Dalam kehidupan kita memiliki beberapa produk budaya yang sangat penting untuk dipelajari karena bisa menjadi cermin bagi kita sendiri. produk budaya itu adalah bahasa, mitos, foto/gambar, karya sastra, dan wacana. Namun kenyataannya kita masih anggap remeh produk budaya terebut. Dalam semiotika negativa hal-hal yang nampak sepele ini menjadi perhatian utama dalam telaah tanda-tanda. Karena pemahaman terhadap produk-produk budaya ini bisa menjadi solusi atas beberapa persoalan yang dihadapi dalam suatu kelompok masyarakat. Untuk lebih jelasnya mengenai pembahasan buku ini akan dijelaskan sebagai berikut.

Semiotika, Bahasa dan Karya Sastra
Peranan semiotika dalam mengungkap tanda-tanda dari kebudayaan manusia sangat besar. Semiotika mampu memberikan interpretasi yang sangat penting bagi perkembangan suatu kebudayaan masyarakat. Semiotika adalah ilmu yang mempelajari tentang tanda. Saussure menyatakan bahwa “semiology is a science which studies the role of signs as part of social life. Sebagai ilmu yang mepelajari tentang makna tanda, semiotika memiliki cakupan yang sangat luas. Karena itulah dalam buku ini juga dibahas mengenai berbagai hal yang berkaitan dengan tanda.

# # # #

→ TUGAS
1. Sebutkan semua produk budaya yang disebut dalam teks tentang semiotika di atas.
2. Teruskan teks tentang semiotika di atas, dimulai sesudah kalimat terakhirnya.
Daftar di bawah ini tidak ada hubungannya dengan teks tentang semiotika.

→ BARIS DATA
# # # #

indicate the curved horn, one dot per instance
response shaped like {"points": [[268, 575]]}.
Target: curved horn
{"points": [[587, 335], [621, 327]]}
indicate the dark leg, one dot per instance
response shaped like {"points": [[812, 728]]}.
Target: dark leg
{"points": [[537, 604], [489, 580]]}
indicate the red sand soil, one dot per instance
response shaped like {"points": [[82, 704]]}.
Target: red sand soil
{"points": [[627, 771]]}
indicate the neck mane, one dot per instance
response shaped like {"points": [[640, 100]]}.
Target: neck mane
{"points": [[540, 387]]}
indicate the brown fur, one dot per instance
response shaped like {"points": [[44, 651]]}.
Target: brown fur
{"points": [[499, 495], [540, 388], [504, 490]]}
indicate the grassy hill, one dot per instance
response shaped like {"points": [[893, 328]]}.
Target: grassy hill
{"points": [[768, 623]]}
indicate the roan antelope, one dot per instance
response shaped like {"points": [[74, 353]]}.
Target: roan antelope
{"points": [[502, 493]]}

# # # #

→ JAWABAN LATIHAN
1. Bahasa, mitos, foto/gambar, karya sastra, dan wacana.

2.
Semiotika bisa dikatakan sebagai satu-satunya alat yang bisa mengungkap apa yang ada dalam tanda-tanda itu. Dalam buku ini disebutkan bahwa semiotika dianggap sebagai kartu AS dalam menelaah budaya. Dengan semiotika orang akan mengetahui segala persoalan budaya yang dihadapi dalam pergulatan sosial.
Barthers berkeyakinan bahwa semiotika merupakan kekuatan eksentrik budaya modern. Eksentrik bukan hanya dalam arti “aneh” (sekalipun mungkin terasa aneh) namun lebih dalam arti kekuatan kritik dari ”luar”. (Sunardi, Semiotika Negativa, p. 4 ).

Semiotika akan menjadi semacam kursi roda, kartu As dalam pengethuan wacana. (Sunardi, Semiotika Negativa, p. 4).

Produk budaya modern yang sangat nyata dan penuh dengan tanda-tanda sosial adalah karya sastra. Karya sastra merupakan cerminan dari masyarakatnya, oleh karena itu karya sastra memiliki makna simbolis yang perlu diungkap dengan model semiotika. Sebagai karya yang bermediakan bahasa, karya sastra memiliki bahasa yang sangat berbeda dengan bahasa yang lazim digunakan dalam kehidupan sehari-hari maupun karya ilmiah. Bahasa dalam sastra menggunakan gaya bahasa tersendiri. Disini disebutkan bahwa bahasa merupakan dimensi horisontal dan gaya adalah dimensi vertikal. Sebagai lingkungan keniscayaan, bahasa dan gaya menghasilkan Nature atau kodrat bagi seorang penulis. Jadi bahasa dan gaya merupakan suatu objek (dalam arti Gegendstand) ((p. 11).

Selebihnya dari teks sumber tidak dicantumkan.